[BEGIN Records shown]
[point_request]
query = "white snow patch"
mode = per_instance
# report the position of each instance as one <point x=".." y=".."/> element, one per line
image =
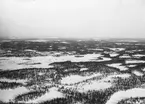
[END Records shown]
The exercise: Extract every line of the entries above word for word, leaving out the pictures.

Written response:
[point_request]
query = "white snow patch"
mode = per_instance
# report the position of each instance as one <point x=".." y=".."/> element, one per line
image =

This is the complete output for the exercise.